== Data rows

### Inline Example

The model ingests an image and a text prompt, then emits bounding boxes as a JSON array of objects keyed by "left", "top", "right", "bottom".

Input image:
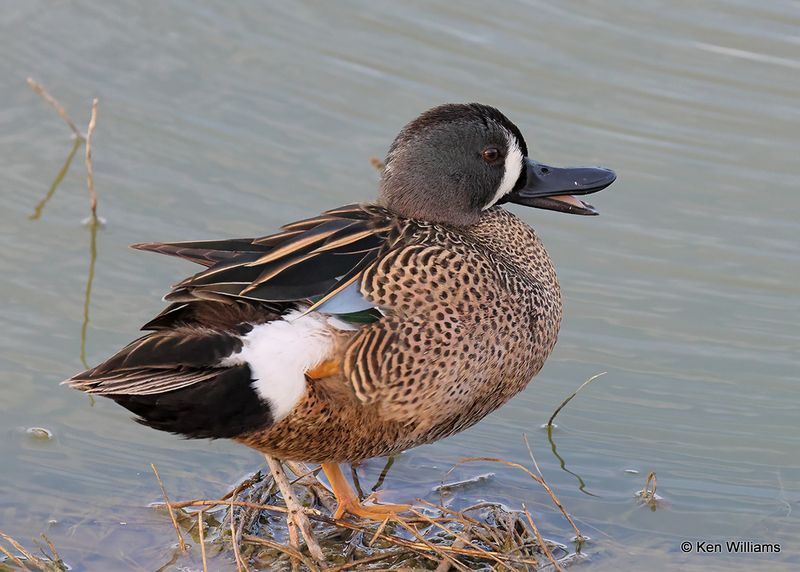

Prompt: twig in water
[
  {"left": 86, "top": 97, "right": 97, "bottom": 221},
  {"left": 28, "top": 138, "right": 83, "bottom": 220},
  {"left": 522, "top": 504, "right": 564, "bottom": 572},
  {"left": 636, "top": 471, "right": 661, "bottom": 510},
  {"left": 450, "top": 457, "right": 584, "bottom": 544},
  {"left": 243, "top": 534, "right": 319, "bottom": 572},
  {"left": 150, "top": 463, "right": 186, "bottom": 552},
  {"left": 80, "top": 215, "right": 99, "bottom": 369},
  {"left": 264, "top": 455, "right": 325, "bottom": 562},
  {"left": 197, "top": 510, "right": 208, "bottom": 572},
  {"left": 28, "top": 77, "right": 84, "bottom": 140},
  {"left": 228, "top": 496, "right": 247, "bottom": 572},
  {"left": 285, "top": 461, "right": 336, "bottom": 513},
  {"left": 547, "top": 371, "right": 608, "bottom": 427}
]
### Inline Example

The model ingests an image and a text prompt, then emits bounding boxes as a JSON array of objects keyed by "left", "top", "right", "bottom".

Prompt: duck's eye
[{"left": 483, "top": 147, "right": 500, "bottom": 163}]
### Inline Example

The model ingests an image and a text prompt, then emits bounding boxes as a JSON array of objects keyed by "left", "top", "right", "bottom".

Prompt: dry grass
[
  {"left": 145, "top": 458, "right": 583, "bottom": 572},
  {"left": 0, "top": 531, "right": 68, "bottom": 572}
]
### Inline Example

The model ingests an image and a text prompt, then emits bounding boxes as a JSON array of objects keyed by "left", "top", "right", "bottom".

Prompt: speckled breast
[{"left": 240, "top": 208, "right": 561, "bottom": 462}]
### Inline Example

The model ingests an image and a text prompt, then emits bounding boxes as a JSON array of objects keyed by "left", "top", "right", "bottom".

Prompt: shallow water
[{"left": 0, "top": 0, "right": 800, "bottom": 570}]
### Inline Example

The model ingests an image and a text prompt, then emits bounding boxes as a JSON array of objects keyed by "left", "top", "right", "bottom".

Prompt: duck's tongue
[
  {"left": 503, "top": 159, "right": 616, "bottom": 215},
  {"left": 550, "top": 195, "right": 591, "bottom": 209}
]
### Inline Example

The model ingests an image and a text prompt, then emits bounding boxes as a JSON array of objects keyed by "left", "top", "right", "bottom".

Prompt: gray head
[{"left": 380, "top": 103, "right": 614, "bottom": 226}]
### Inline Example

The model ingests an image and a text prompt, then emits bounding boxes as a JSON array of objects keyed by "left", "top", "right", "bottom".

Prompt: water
[{"left": 0, "top": 0, "right": 800, "bottom": 570}]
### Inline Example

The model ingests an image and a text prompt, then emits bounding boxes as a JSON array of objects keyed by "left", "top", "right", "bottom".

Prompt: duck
[{"left": 62, "top": 103, "right": 616, "bottom": 521}]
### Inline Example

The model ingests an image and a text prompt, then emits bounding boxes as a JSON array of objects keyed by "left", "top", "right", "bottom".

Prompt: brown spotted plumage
[{"left": 66, "top": 104, "right": 614, "bottom": 518}]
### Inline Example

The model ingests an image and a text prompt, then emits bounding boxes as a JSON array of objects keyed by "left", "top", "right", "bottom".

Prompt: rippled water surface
[{"left": 0, "top": 0, "right": 800, "bottom": 570}]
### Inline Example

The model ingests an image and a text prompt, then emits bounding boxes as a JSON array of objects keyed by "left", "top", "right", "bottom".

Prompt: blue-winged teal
[{"left": 65, "top": 104, "right": 615, "bottom": 519}]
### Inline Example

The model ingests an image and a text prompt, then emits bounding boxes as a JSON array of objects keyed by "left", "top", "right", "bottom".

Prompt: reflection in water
[
  {"left": 81, "top": 214, "right": 100, "bottom": 369},
  {"left": 547, "top": 425, "right": 597, "bottom": 497},
  {"left": 544, "top": 371, "right": 608, "bottom": 497},
  {"left": 28, "top": 84, "right": 102, "bottom": 370}
]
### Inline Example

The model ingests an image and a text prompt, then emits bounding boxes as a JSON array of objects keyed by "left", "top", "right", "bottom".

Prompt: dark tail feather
[{"left": 108, "top": 365, "right": 273, "bottom": 439}]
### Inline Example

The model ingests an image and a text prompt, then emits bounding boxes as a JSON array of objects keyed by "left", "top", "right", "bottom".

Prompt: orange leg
[
  {"left": 306, "top": 359, "right": 340, "bottom": 379},
  {"left": 322, "top": 463, "right": 411, "bottom": 521}
]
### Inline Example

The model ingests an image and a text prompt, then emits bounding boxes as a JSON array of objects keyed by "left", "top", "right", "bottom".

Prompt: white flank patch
[
  {"left": 483, "top": 133, "right": 525, "bottom": 210},
  {"left": 220, "top": 309, "right": 347, "bottom": 421}
]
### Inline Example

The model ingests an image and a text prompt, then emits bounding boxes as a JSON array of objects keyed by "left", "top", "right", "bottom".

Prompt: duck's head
[{"left": 380, "top": 103, "right": 616, "bottom": 226}]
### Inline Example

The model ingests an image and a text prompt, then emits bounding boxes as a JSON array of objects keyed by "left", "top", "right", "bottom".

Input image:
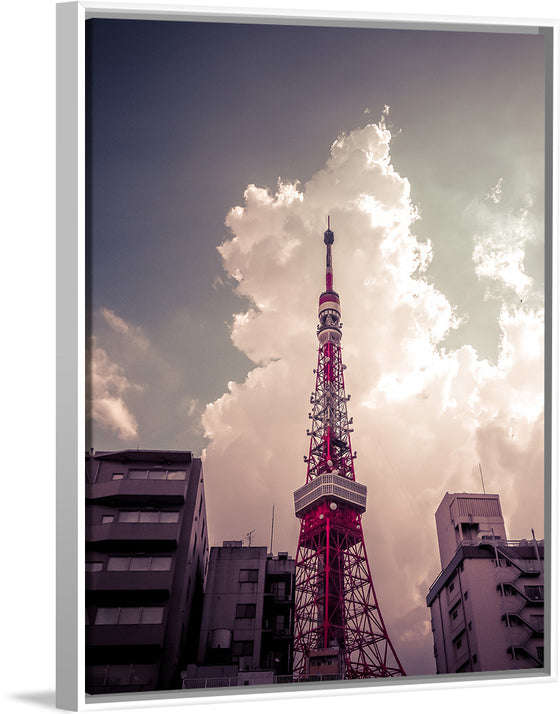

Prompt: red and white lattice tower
[{"left": 293, "top": 222, "right": 405, "bottom": 680}]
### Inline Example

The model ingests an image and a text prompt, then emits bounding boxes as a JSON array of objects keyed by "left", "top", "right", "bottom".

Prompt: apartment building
[{"left": 85, "top": 449, "right": 208, "bottom": 694}]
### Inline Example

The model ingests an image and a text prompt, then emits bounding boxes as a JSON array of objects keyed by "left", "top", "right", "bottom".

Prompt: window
[
  {"left": 525, "top": 585, "right": 544, "bottom": 600},
  {"left": 128, "top": 469, "right": 148, "bottom": 480},
  {"left": 270, "top": 580, "right": 286, "bottom": 600},
  {"left": 167, "top": 471, "right": 187, "bottom": 481},
  {"left": 231, "top": 640, "right": 253, "bottom": 657},
  {"left": 235, "top": 603, "right": 257, "bottom": 618},
  {"left": 138, "top": 511, "right": 160, "bottom": 523},
  {"left": 95, "top": 605, "right": 163, "bottom": 625},
  {"left": 86, "top": 562, "right": 103, "bottom": 573},
  {"left": 159, "top": 511, "right": 179, "bottom": 523}
]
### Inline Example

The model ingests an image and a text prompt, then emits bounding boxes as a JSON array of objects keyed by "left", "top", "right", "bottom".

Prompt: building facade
[
  {"left": 426, "top": 493, "right": 545, "bottom": 674},
  {"left": 85, "top": 449, "right": 208, "bottom": 694},
  {"left": 183, "top": 541, "right": 295, "bottom": 688}
]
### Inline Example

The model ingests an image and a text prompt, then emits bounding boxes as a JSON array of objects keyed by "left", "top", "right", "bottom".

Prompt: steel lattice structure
[{"left": 294, "top": 223, "right": 405, "bottom": 680}]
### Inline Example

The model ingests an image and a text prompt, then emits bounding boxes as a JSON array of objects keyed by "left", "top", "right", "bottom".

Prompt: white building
[
  {"left": 426, "top": 493, "right": 544, "bottom": 674},
  {"left": 183, "top": 541, "right": 295, "bottom": 689}
]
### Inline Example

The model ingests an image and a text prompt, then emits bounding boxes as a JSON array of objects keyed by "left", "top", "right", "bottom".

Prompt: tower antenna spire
[{"left": 293, "top": 227, "right": 405, "bottom": 680}]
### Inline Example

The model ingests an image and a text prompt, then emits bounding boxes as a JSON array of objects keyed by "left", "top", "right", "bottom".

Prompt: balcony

====

▶ Problem
Please count how many lines in the rows above contain the string "water", treating uppercase and lowercase as different. Give only the number.

▶ Answer to the problem
5